══ PASSAGE

Glad that Keizer had the surgery. Please keep us posted on his healing.
Guess he'll need lots of safe toys to keep him company while he recovers.


----------



## cgriffin (Nov 30, 2011)

Wishing your boy a speedy recovery from surgery and good luck for the future surgeries!


----------



## MaddieMagoo (Aug 14, 2007)

Glad to hear he is doing well. I can't imagine going through that with my dog as a puppy. Who is your breeder that you got him from? They sound very wonderful in giving your your money back.


----------



## kimberlygino (Jul 11, 2012)

glad to hear that the surgery went well. take care of him and prevent him from running or doing anything tedious at the moment. let us know how it goes and i hope things will turn out great. btw, you've a beautiful dog.


----------



## dmataftin (Jun 1, 2012)

update..Keizer goes in wednesday to get his legs checked and hopefully his splints off if the incisions are healed. He will have about 4-6 wks to be normal again until his second surgery(and hopefully final one). The vet said I can take him out and swim, walk, etc until the next surgery, so Im excited for that because he has hated being confined to the living room everyday. Having a medical background...without seeing his legs out of the bandages, he appears to have healed properly so hopefully in a few days we will be able to go to the lake and play. Just FYI.. Healthy Paws Pet Insurance has been a blessing. They have covered all visits, surgery, prescriptions at 90% of the vet bills with no issues what-so-ever. They even emailed me to see how he has been doing during recovery. I know they are in the business to make money, but its nice to see an insurance company actually care.


----------



## dmataftin (Jun 1, 2012)

here are some xrays of the first surgery. you can see what the legs looked like prior, and then what the surgeon did.


----------



## Allan's Girl (Apr 16, 2009)

Wow, please give yourself and Keizer a hug from me and my girls. You are a great doggy mommy!


----------



## Buddy's mom forever (Jun 23, 2011)

Best wishes for Wednesday, I hope everything is going to be fine. He deserves a break before his second surgery.


----------



## CAROLINA MOM (May 12, 2009)

Thanks for the update, hope Wednesday's check up goes well and he can enjoy some much needed fun time. 

Best of luck with the next surgery.


----------



## heartgoldens (Jul 25, 2012)

MikaTallulah said:


> In my experience vet. surgeons don't cut unless it is needed. I hope the needed surgery goes well for your pup. I highly doubt the bones will fix themselves.


I've experienced the same...especially with specialists. They usually give you all the options. They'd prefer not to cut if it is not warranted...but there are always exceptions to the rule and a second opinion doesn't hurt. The key is finding a second opinion from another specialist...not just any general practitioner.

════
══ STORED DATA

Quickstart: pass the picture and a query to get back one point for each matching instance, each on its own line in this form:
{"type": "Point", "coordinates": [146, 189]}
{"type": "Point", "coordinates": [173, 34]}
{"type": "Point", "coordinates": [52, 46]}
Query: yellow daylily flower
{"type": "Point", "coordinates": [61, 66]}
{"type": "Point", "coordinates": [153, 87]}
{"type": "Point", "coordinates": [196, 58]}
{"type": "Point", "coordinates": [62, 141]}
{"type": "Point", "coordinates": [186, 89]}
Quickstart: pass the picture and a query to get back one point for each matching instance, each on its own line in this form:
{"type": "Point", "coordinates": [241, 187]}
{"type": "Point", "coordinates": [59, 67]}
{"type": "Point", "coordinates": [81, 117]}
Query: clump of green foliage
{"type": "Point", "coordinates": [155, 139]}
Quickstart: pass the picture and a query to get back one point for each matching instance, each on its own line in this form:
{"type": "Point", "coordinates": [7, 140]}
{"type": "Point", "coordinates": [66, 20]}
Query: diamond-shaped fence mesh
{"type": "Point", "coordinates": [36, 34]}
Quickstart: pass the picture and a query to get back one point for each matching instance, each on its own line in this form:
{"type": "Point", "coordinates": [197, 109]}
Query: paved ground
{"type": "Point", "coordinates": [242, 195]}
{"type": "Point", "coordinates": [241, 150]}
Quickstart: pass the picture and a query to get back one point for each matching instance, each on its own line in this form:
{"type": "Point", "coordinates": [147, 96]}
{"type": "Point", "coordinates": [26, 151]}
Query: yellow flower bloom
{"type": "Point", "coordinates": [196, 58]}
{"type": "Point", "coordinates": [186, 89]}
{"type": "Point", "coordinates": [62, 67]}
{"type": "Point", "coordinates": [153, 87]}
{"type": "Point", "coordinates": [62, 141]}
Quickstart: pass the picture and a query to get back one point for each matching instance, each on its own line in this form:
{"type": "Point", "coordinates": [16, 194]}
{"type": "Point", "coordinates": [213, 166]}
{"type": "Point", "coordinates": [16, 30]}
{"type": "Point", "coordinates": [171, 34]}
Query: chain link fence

════

__COMPLETE THE FOLLOWING__:
1. Return the part of the thread about Keizer's surgery from "I've experienced the" up to and including "any general practitioner.".
2. In the thread about Keizer's surgery, what share of the vet bills did the pet insurance cover?
3. Continue the thread about Keizer's surgery from where it stops.

__ACTIVITY ANSWERS__:
1.
I've experienced the same...especially with specialists. They usually give you all the options. They'd prefer not to cut if it is not warranted...but there are always exceptions to the rule and a second opinion doesn't hurt. The key is finding a second opinion from another specialist...not just any general practitioner.

2. 90% of the vet bills.

3.
I've yet to finish the entire thread for an update...gonna keep reading and hopefully see how things turned out.


----------



## lgnutah (Feb 26, 2007)

This is certainly a case where one says "thank goodness I purchased pet insurance"


----------



## Buddy's mom forever (Jun 23, 2011)

dmataftin said:


> update..Keizer goes in wednesday to get his legs checked and hopefully his splints off if the incisions are healed. He will have about 4-6 wks to be normal again until his second surgery(and hopefully final one). The vet said I can take him out and swim, walk, etc until the next surgery, so Im excited for that because he has hated being confined to the living room everyday. Having a medical background...without seeing his legs out of the bandages, he appears to have healed properly so hopefully in a few days we will be able to go to the lake and play. Just FYI.. Healthy Paws Pet Insurance has been a blessing. They have covered all visits, surgery, prescriptions at 90% of the vet bills with no issues what-so-ever. They even emailed me to see how he has been doing during recovery. I know they are in the business to make money, but its nice to see an insurance company actually care.


So how did appointment go? I hope everything was well.


----------



## BayBeams (Jan 3, 2010)

So glad you were able to find a surgeon to help your pup. Hope the follow-up visit went well!


----------



## pandamonium (Apr 18, 2012)

Just read this ... Great job taking care of your boy..hope all continues to heal well...


----------



## lynn1970 (Feb 6, 2011)

Just now reading this thread. I really hope things are going well after the surgery, poor baby. Healing thoughts from me and Rileah!


----------



## goldy1 (Aug 5, 2012)

Good luck on Wednesday ! This thread has been very informative since i had never heard of this condition before.

Thanks too for mentioning your good experience with Healthy Paws Pet Insurance. That is awesome. I've seen quite a few posts where people ask about whether to get pet insurance and if so, which companies are good ones. I didn't have a good experience with VPI but I'm glad Healthy Paws came through for you and Keizer.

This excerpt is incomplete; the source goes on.